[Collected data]
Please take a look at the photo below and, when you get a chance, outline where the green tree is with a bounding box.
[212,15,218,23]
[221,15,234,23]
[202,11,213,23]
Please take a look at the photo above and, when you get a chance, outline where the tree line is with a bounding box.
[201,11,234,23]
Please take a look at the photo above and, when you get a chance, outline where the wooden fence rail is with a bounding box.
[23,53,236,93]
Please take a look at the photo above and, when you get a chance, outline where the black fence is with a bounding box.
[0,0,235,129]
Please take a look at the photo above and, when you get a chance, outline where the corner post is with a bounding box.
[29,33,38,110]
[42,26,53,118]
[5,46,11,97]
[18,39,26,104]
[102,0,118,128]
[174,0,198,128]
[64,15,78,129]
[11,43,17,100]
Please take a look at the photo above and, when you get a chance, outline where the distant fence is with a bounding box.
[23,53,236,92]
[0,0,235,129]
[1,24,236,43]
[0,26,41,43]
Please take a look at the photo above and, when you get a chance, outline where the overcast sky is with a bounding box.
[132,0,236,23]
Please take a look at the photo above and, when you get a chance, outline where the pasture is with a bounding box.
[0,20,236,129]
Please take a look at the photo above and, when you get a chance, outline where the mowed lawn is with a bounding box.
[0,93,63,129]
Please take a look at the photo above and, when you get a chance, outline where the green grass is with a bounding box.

*What you have to do:* Retype all the data verbatim.

*Exercise solution:*
Please take a look at the photo below and, when you get a chance, outline where the green tree is with a bounding box.
[212,15,218,23]
[221,15,234,23]
[202,11,213,23]
Please take a look at the photo above and, when you get a chance, outline where the tree line is with a bounding box.
[201,11,234,23]
Please take a look at the photo above and, when you get a chance, outline where the wooden fence rail is with a bounding box.
[23,53,236,93]
Please take a look at the photo above and, when you get a chance, outline where the black fence is with a bounding box.
[0,0,235,129]
Please take a look at the photo above and, when you get a chance, outline where the corner post is with a bounding box.
[29,33,38,110]
[42,26,53,118]
[5,46,11,97]
[18,39,26,104]
[102,0,118,128]
[174,0,198,128]
[64,15,78,129]
[11,43,17,100]
Please take a look at the photo above and, when you get a chance, outline where the distant fence is with a bounding box.
[23,53,236,92]
[0,0,235,129]
[1,24,236,43]
[0,26,41,43]
Please take a look at the photo above and, when you get a chance, outline where the overcast sky is with a bounding box.
[132,0,236,23]
Please take a look at the photo above and, when you get a chance, outline where the pasture is with a bounding box.
[0,20,236,129]
Please take a look at the photo above and, when you get a chance, outline where the mowed lawn is with a bounding box.
[0,93,63,129]
Please take a look at the photo above and, when you get a chance, outline where the green grass is with a bounding box.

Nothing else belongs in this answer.